**PROBLEM**
Pick out and copy every line below that contains the string "moss". Case counts.

-------- MATERIAL TO PROCESS --------

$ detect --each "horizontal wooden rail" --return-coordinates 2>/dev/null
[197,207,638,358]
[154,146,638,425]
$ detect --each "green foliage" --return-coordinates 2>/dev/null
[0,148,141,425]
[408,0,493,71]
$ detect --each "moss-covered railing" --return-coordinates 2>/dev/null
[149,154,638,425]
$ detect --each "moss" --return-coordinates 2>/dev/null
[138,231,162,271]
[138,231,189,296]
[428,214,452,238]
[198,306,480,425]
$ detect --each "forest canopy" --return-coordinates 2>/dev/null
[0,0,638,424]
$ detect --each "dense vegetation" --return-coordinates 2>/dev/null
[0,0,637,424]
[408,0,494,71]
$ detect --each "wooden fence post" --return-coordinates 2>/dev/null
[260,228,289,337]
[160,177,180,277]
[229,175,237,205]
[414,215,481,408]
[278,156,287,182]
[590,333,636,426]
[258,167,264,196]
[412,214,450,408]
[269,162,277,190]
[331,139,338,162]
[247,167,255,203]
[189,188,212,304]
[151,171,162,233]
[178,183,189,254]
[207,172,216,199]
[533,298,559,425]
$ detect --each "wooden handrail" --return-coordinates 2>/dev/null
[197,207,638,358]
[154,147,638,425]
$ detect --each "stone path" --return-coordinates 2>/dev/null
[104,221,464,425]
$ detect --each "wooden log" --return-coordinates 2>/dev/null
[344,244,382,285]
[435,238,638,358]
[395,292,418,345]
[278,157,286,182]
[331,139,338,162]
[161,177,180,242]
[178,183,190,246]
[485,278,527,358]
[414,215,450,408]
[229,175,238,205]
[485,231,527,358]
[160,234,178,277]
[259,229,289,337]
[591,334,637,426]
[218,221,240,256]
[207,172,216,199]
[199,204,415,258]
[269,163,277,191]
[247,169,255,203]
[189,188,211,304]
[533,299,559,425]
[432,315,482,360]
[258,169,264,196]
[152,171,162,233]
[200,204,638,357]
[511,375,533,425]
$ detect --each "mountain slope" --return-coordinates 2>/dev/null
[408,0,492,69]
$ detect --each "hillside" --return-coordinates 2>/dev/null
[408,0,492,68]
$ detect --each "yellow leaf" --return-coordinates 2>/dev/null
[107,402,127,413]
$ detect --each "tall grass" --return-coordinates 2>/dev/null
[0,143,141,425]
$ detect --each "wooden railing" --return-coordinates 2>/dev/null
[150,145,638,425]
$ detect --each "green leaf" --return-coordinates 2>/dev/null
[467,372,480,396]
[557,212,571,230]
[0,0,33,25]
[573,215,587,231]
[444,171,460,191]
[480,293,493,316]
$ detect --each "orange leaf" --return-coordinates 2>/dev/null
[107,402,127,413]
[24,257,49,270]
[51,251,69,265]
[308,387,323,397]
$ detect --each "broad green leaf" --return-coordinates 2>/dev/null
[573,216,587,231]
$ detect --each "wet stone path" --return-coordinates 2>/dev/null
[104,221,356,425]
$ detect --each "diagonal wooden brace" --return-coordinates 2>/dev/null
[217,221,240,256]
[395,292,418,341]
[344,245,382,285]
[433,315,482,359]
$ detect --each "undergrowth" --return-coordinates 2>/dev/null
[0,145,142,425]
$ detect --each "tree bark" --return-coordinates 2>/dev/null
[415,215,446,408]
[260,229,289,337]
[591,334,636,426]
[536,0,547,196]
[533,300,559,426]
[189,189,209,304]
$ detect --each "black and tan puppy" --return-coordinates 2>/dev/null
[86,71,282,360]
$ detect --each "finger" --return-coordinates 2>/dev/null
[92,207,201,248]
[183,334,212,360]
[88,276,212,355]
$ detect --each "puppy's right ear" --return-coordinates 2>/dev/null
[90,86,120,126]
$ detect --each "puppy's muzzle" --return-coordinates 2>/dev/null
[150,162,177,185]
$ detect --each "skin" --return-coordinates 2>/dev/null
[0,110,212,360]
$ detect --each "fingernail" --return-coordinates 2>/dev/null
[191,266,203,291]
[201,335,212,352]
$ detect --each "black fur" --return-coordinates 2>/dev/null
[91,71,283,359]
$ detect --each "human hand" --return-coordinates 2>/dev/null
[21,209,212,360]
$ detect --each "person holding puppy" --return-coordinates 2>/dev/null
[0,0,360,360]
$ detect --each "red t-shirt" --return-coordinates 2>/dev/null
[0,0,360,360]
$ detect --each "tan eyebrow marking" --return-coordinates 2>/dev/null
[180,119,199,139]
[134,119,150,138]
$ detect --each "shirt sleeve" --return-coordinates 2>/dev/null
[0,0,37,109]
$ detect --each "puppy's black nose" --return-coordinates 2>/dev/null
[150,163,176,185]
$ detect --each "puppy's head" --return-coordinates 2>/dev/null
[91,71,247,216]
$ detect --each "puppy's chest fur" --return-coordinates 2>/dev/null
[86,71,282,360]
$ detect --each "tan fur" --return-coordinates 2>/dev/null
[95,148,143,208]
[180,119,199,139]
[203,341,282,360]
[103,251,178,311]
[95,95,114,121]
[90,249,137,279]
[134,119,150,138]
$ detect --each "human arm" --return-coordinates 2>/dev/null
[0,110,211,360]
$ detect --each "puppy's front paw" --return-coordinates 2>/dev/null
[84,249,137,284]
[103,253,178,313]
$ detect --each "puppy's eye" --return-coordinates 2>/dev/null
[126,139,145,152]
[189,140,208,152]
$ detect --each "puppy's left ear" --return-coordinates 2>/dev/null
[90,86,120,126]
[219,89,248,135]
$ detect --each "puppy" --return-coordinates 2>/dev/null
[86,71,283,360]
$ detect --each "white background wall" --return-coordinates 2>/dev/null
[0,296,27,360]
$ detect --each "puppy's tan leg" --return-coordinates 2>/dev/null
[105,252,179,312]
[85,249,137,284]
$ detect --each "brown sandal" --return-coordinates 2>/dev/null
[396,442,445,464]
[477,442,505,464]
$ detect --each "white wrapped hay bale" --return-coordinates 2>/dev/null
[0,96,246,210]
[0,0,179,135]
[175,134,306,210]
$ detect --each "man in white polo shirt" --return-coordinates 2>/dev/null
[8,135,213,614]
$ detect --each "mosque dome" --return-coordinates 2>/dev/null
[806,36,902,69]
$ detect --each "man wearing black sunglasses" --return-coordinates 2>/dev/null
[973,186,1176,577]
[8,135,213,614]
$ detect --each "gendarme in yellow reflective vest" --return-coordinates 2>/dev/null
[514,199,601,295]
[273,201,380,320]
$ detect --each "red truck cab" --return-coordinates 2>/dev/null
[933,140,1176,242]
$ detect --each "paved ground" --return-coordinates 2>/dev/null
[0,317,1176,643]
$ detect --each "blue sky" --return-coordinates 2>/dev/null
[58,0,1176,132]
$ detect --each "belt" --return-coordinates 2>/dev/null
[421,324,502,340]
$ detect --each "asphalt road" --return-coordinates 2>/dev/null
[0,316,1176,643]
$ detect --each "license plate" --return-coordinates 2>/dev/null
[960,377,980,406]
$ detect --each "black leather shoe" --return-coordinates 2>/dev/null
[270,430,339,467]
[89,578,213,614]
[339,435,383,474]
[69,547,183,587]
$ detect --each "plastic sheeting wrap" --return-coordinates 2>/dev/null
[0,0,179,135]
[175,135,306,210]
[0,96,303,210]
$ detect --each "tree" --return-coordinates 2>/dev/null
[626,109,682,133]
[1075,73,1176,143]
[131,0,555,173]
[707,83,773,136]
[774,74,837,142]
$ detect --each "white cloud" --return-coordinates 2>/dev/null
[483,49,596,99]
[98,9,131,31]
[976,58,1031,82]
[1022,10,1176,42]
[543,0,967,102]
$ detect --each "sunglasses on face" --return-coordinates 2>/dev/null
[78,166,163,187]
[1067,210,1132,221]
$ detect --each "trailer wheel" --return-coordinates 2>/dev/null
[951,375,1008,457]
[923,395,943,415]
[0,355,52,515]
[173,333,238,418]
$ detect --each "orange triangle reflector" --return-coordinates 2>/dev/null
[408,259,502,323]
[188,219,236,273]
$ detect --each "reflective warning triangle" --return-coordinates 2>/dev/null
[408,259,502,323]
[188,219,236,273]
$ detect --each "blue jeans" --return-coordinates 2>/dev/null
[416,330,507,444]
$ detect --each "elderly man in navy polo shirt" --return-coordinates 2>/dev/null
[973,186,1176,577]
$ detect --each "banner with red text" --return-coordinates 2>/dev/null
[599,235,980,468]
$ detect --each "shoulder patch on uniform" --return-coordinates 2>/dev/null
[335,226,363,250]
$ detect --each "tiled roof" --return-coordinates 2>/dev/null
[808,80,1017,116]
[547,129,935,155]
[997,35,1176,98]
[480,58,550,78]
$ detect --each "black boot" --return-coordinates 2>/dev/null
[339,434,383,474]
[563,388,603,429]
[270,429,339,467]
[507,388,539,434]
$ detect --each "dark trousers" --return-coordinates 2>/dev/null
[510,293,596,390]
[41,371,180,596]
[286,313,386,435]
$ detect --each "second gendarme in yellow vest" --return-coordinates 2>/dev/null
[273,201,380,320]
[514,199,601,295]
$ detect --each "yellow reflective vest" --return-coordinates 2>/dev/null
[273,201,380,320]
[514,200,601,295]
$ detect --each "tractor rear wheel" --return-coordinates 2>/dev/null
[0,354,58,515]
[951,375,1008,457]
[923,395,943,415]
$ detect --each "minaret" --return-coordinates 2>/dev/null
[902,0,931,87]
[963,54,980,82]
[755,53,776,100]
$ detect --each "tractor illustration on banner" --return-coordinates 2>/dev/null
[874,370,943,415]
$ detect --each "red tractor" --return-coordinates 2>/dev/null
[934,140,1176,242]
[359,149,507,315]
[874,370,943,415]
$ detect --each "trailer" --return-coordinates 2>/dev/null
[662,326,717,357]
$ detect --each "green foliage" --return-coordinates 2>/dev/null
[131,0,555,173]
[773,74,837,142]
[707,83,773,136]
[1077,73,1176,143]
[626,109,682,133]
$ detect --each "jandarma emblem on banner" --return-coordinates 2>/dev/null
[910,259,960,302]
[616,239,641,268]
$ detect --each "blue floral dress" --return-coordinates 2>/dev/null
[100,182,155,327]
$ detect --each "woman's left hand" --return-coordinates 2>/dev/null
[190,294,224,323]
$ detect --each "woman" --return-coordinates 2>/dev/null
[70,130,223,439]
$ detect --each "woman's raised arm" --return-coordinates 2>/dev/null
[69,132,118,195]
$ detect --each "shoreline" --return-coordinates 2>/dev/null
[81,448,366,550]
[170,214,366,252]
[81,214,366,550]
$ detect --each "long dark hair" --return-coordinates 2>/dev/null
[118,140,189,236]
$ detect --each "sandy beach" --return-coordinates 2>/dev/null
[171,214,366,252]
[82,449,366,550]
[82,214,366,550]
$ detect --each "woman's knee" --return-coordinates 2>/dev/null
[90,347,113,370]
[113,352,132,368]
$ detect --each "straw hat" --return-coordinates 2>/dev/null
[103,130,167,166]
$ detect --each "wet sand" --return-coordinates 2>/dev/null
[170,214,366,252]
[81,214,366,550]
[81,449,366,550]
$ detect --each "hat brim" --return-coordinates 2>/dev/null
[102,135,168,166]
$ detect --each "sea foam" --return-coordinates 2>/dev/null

--------

**TASK OUTPUT**
$ detect --each "moss-covered railing" --return-coordinates 2>/dev/null
$ detect --each "moss" --return-coordinates 2>/dev/null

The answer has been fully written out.